L’IAC s’oriente de plus en plus vers la culture in vitro, une technique innovante permettant de faire pousser des plantes miniatures dans des conditions contrôlées. Oxanthera spp., un agrume (Citrus) endémique, est à l’avant-garde de cet effort de recherche. Il sert actuellement de plante modèle pour évaluer la tolérance au stress hydrique, un enjeu majeur face au changement climatique. D’autres plantes sont aussi à l’étude.
Le réchauffement climatique de + 1,1 °C en moyenne dans le Pacifique Sud, accompagné de canicules plus fréquentes et des sécheresses plus intenses (source Clipssa, IRD et Météo-France), menace sérieusement les cultures fruitières et maraîchères en Nouvelle-Calédonie. Dans ce contexte, l’IAC a choisi de travailler, entre autres, sur une plante modèle, Oxanthera spp., un Citrus endémique qui pousse naturellement en forêt sèche et sur maquis serpentineux, dans des conditions arides.

____________

PROBLÈMES À RÉSOUDRE:
**A)** Quels organismes l'extrait sur la culture in vitro cite-t-il comme source des données sur le réchauffement climatique ? Donnez-les tous.
**B)** Reproduisez le passage de l'extrait sur la culture in vitro commençant à « L’IAC s’oriente de » et se terminant à « aussi à l’étude. ».

MATÉRIEL FOURNI:
____________

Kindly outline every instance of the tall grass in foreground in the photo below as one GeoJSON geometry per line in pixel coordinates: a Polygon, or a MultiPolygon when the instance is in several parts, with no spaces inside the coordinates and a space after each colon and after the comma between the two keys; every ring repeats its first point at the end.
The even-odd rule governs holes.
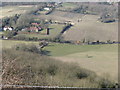
{"type": "Polygon", "coordinates": [[[37,53],[3,50],[3,84],[114,88],[115,83],[76,64],[37,53]]]}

____________

SOLUTIONS DES EXERCICES:
**A)** Clipssa, IRD et Météo-France

**B)**
L’IAC s’oriente de plus en plus vers la culture in vitro, une technique innovante permettant de faire pousser des plantes miniatures dans des conditions contrôlées. Oxanthera spp., un agrume (Citrus) endémique, est à l’avant-garde de cet effort de recherche. Il sert actuellement de plante modèle pour évaluer la tolérance au stress hydrique, un enjeu majeur face au changement climatique. D’autres plantes sont aussi à l’étude.